====== Excerpt provided
We are seeking an experienced Site Reliability Engineer / Platform Engineer to join our team and help build and maintain a resilient, scalable infrastructure supporting our applications across multiple cloud providers.
Requirements
- Design, build, and maintain infrastructure across AWS, GCP, and Azure using Infrastructure as Code (IaC) principles
- Implement and optimize CI/CD pipelines using tools like Argo and CircleCI to enable rapid, reliable deployments
- Manage and scale Kubernetes clusters in production environments, ensuring high availability and optimal resource utilization
- Administer and optimize cloud databases including MongoDB, Redis, RDS, and other data stores for performance and reliability
- Develop monitoring, alerting, and observability solutions to identify and resolve issues before they impact users
- Automate routine operational tasks to reduce manual toil and improve system reliability
- Conduct incident response and post-mortem analysis to drive continuous improvement
- Collaborate with development teams to design systems with reliability, scalability, and operational excellence in mind
- Document infrastructure architecture, runbooks, and operational procedures
- Evaluate and implement new tools and technologies to improve platform capabilities
Benefits
- Competitive salary
- Comprehensive benefits package
- Opportunity to work with cutting-edge cloud technologies and tools
- Collaborative environment focused on knowledge sharing and professional growth
- Remote or flexible work arrangement
- Continuous learning and development opportunities
============
====== Dataset rows
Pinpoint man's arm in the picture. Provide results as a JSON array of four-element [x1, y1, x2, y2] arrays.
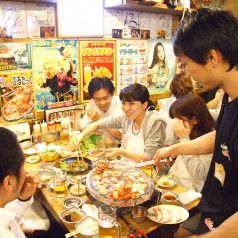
[[190, 212, 238, 238], [154, 131, 216, 163]]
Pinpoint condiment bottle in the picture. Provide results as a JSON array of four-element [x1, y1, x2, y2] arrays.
[[41, 121, 48, 142], [55, 119, 61, 140], [32, 122, 41, 143]]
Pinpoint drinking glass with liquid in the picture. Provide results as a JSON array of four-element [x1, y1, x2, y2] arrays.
[[98, 205, 120, 238]]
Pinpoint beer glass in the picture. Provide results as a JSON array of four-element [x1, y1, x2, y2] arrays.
[[48, 170, 68, 198], [98, 205, 120, 238]]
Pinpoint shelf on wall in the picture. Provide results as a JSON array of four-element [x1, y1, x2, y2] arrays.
[[0, 38, 32, 43], [105, 0, 196, 15]]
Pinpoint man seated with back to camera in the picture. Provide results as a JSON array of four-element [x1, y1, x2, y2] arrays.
[[0, 127, 38, 238]]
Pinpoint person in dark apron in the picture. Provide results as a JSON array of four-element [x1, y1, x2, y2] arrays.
[[154, 9, 238, 238]]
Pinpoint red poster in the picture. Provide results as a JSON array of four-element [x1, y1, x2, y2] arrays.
[[79, 40, 116, 102]]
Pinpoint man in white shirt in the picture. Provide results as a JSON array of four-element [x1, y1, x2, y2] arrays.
[[0, 127, 38, 238], [80, 78, 122, 144]]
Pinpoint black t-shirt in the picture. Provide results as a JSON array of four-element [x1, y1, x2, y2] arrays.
[[199, 94, 238, 232]]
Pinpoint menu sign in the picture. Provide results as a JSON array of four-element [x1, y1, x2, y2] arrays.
[[79, 40, 116, 102], [0, 70, 34, 121]]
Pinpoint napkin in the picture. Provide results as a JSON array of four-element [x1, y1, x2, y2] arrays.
[[179, 190, 202, 205]]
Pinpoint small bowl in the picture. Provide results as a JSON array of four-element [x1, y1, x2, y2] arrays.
[[75, 216, 99, 236], [26, 155, 40, 164], [40, 151, 59, 162], [67, 175, 83, 187], [69, 184, 86, 196], [23, 147, 38, 156], [161, 191, 179, 203], [131, 206, 148, 223], [63, 196, 82, 209], [60, 207, 86, 228], [88, 148, 105, 158], [38, 164, 57, 185]]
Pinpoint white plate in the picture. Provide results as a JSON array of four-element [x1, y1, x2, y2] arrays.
[[69, 184, 86, 196], [75, 216, 99, 236], [155, 176, 176, 188], [26, 155, 40, 164], [148, 205, 189, 224], [88, 148, 105, 157]]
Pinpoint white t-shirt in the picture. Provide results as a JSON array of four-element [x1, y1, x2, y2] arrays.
[[80, 96, 123, 128], [80, 96, 123, 144], [0, 198, 33, 238]]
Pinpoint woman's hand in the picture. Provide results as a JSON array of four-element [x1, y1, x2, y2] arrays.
[[153, 146, 176, 165], [71, 134, 84, 149], [104, 148, 121, 159], [18, 174, 40, 201], [173, 118, 192, 139]]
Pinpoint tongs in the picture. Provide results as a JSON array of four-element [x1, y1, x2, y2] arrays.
[[121, 216, 147, 238]]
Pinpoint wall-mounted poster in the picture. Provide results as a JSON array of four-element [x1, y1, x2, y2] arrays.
[[117, 40, 148, 91], [0, 43, 31, 71], [32, 39, 78, 111], [0, 1, 27, 38], [26, 3, 56, 38], [148, 39, 176, 94], [79, 40, 116, 102], [0, 70, 34, 122]]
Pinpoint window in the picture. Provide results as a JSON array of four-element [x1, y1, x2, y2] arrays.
[[57, 0, 103, 37]]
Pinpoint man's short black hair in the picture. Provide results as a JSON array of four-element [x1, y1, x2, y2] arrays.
[[88, 78, 115, 98], [173, 8, 238, 70], [0, 127, 25, 184]]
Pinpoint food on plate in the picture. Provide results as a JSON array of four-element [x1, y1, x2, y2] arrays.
[[86, 160, 154, 207], [163, 194, 177, 201], [26, 155, 40, 164], [69, 184, 86, 196], [95, 159, 109, 174], [61, 208, 85, 223], [60, 149, 72, 158], [156, 176, 175, 188], [161, 191, 179, 203], [109, 186, 140, 200], [148, 205, 189, 224], [37, 143, 60, 162], [2, 84, 34, 121], [63, 196, 82, 209], [60, 157, 89, 173], [38, 164, 56, 184]]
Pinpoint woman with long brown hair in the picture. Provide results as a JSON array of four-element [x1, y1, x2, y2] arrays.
[[169, 94, 215, 192]]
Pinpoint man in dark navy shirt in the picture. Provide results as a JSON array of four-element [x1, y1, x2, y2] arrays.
[[154, 9, 238, 238]]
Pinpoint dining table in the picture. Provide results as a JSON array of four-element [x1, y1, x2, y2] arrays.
[[25, 146, 199, 238]]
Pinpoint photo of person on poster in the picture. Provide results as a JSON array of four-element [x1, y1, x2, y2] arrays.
[[149, 42, 170, 88], [148, 39, 175, 94], [41, 59, 78, 101], [32, 40, 78, 110]]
============
Instructions:
1. Condense the paragraph of the job posting that begins "We are seeking an experienced" into one shorter sentence that keeps its main facts.
2. Reproduce the job posting between "We are seeking" and "multiple cloud providers.", inclusive.
The records aren't needed here.

Responses to the exercise:
1. The team wants an experienced Site Reliability Engineer / Platform Engineer to help build and maintain resilient, scalable multi-cloud infrastructure for its applications.

2.
We are seeking an experienced Site Reliability Engineer / Platform Engineer to join our team and help build and maintain a resilient, scalable infrastructure supporting our applications across multiple cloud providers.